● Material supplied:
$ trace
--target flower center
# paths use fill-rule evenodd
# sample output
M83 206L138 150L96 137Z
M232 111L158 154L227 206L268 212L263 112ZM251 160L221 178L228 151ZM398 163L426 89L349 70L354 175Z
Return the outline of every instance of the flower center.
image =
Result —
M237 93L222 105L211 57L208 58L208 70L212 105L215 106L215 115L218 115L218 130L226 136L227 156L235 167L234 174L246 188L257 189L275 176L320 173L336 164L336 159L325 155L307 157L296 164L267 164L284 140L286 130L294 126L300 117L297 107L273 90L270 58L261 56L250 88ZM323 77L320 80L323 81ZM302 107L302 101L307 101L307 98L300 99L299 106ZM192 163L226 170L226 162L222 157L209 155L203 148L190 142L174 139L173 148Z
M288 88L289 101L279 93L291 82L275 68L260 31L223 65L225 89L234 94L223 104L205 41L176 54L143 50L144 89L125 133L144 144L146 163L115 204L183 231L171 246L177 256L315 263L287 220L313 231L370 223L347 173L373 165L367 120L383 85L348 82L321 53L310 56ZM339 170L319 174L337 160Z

==

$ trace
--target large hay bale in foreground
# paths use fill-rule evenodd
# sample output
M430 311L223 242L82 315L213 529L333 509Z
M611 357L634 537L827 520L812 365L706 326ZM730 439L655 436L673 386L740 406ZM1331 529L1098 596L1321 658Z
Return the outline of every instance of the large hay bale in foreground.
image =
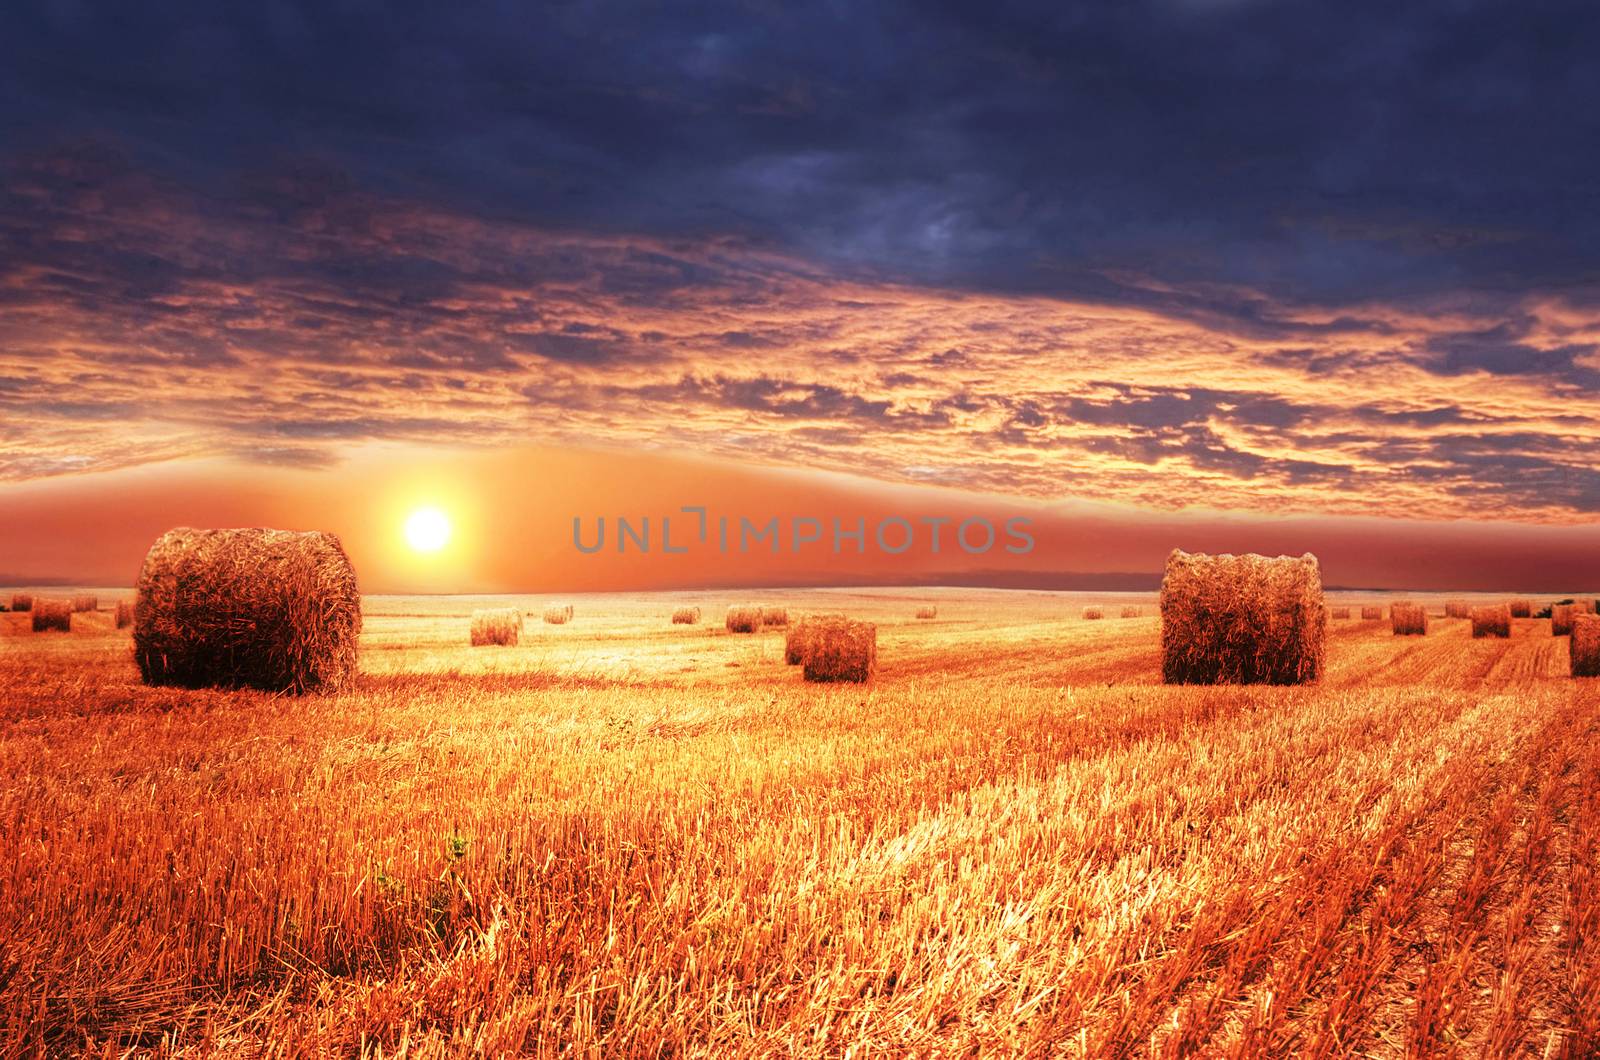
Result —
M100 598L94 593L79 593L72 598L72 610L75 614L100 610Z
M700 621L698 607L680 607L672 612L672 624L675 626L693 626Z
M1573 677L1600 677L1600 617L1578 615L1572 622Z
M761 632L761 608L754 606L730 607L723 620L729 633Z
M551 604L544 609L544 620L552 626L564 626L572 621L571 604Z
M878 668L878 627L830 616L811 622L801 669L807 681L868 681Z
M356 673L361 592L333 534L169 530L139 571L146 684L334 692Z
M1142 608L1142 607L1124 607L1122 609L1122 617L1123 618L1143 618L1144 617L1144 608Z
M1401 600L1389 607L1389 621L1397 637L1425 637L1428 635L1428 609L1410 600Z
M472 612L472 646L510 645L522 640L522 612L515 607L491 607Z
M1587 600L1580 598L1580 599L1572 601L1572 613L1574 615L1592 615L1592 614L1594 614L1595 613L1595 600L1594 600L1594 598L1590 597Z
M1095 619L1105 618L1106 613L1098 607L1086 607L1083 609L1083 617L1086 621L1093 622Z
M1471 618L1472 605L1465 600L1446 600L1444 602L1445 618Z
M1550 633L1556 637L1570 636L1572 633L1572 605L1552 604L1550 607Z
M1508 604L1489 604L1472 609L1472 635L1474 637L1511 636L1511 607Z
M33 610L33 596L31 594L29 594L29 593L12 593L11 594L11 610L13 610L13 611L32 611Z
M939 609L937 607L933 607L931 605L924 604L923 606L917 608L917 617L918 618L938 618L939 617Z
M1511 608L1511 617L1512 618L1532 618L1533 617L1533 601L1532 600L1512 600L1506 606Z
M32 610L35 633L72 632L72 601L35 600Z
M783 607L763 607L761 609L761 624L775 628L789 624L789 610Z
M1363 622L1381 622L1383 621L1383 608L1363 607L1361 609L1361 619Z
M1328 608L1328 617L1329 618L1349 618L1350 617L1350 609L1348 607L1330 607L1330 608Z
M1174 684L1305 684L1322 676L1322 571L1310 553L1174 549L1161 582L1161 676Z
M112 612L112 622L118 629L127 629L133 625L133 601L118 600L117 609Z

● What you will do: Lines above that contain the string "large" make up the answer.

● Output below:
--target large hay bale in foreground
Return the outline of every instance of the large hay bale in foreground.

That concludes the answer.